* Collected data

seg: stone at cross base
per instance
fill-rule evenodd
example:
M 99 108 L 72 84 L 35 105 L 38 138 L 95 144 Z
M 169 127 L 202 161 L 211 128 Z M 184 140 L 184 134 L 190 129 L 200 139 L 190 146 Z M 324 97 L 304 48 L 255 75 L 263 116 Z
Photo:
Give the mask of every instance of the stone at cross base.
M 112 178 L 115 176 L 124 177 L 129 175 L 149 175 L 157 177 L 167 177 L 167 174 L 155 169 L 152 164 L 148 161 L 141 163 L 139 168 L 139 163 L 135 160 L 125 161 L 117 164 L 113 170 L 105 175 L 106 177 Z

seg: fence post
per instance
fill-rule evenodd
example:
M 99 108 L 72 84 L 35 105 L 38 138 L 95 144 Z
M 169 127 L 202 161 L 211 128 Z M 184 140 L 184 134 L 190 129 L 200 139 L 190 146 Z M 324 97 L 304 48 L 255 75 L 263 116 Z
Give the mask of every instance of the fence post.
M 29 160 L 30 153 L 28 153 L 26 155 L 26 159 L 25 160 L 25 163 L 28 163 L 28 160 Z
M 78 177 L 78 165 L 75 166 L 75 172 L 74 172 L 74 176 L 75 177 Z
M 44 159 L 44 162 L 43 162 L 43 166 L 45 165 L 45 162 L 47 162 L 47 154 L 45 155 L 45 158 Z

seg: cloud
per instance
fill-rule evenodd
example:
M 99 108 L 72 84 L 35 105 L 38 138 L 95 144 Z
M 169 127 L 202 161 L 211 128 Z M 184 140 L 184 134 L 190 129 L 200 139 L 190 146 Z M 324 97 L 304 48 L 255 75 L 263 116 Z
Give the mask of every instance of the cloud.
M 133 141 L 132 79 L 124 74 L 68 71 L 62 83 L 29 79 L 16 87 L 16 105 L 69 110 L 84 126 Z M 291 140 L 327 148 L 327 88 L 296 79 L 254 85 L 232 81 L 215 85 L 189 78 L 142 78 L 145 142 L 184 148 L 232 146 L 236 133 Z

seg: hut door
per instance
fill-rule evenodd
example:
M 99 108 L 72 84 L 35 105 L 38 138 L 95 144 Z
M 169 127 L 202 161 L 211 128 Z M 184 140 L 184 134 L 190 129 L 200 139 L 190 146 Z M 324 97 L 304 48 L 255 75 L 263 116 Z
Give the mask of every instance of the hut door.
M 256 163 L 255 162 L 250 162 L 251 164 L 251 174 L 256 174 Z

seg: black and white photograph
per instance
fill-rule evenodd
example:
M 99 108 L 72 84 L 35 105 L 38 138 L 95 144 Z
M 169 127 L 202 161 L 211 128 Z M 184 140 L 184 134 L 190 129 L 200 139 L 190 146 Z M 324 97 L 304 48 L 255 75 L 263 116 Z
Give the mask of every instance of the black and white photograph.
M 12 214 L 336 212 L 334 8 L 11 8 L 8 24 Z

* Short exercise
Can you reproduce every line of the entries above, character for character?

* Solution to the problem
seg: stone at cross base
per instance
fill-rule evenodd
example:
M 99 108 L 72 84 L 35 105 L 38 138 L 95 144 Z
M 169 127 L 202 161 L 211 128 Z M 184 140 L 184 134 L 190 129 L 200 139 L 190 146 Z M 324 97 L 304 48 L 255 75 L 263 116 Z
Photo:
Give the mask of every instance of the stone at cross base.
M 112 178 L 115 176 L 124 177 L 129 175 L 149 175 L 157 177 L 167 177 L 167 174 L 155 169 L 152 164 L 148 161 L 141 163 L 139 168 L 139 163 L 135 160 L 125 161 L 117 164 L 113 170 L 105 175 L 106 177 Z

seg: fence post
per instance
fill-rule evenodd
example:
M 99 108 L 72 84 L 35 105 L 38 138 L 95 144 Z
M 169 127 L 202 161 L 211 128 Z M 184 140 L 184 134 L 190 129 L 200 139 L 190 146 Z M 324 97 L 304 48 L 255 75 L 263 116 Z
Give the mask of every instance of the fence post.
M 29 160 L 30 153 L 28 153 L 26 155 L 26 159 L 25 160 L 25 163 L 28 163 L 28 160 Z
M 78 177 L 78 165 L 75 166 L 75 172 L 74 172 L 74 176 L 75 177 Z
M 44 159 L 44 162 L 43 162 L 43 166 L 45 165 L 45 162 L 47 162 L 47 154 L 45 155 L 45 158 Z

seg: cloud
per instance
fill-rule evenodd
example:
M 99 108 L 72 84 L 35 105 L 38 138 L 95 144 Z
M 169 127 L 202 161 L 211 128 Z M 184 140 L 184 134 L 190 129 L 200 139 L 190 146 Z M 324 97 L 304 48 L 255 75 L 263 116 Z
Give the mask of every instance of the cloud.
M 133 141 L 132 79 L 124 74 L 68 71 L 62 83 L 29 79 L 16 87 L 16 105 L 69 110 L 84 126 Z M 291 140 L 327 148 L 327 88 L 296 79 L 254 85 L 232 81 L 215 85 L 189 78 L 142 78 L 145 142 L 184 148 L 232 146 L 236 133 Z

seg: hut door
per instance
fill-rule evenodd
example:
M 99 108 L 72 84 L 35 105 L 38 138 L 95 144 Z
M 169 127 L 202 161 L 211 128 Z M 184 140 L 184 134 L 190 129 L 200 139 L 190 146 Z M 324 97 L 304 48 L 255 75 L 263 116 Z
Give the mask of every instance of the hut door.
M 256 163 L 255 162 L 250 162 L 251 164 L 251 174 L 256 174 Z

seg: black and white photograph
per instance
fill-rule evenodd
example:
M 99 108 L 72 84 L 35 105 L 38 138 L 95 144 Z
M 169 127 L 202 161 L 211 128 Z M 184 140 L 184 134 L 190 129 L 200 139 L 190 146 Z M 324 97 L 304 48 L 255 75 L 263 116 Z
Give the mask of every instance of the black and white photograph.
M 12 214 L 336 212 L 334 8 L 11 8 L 8 24 Z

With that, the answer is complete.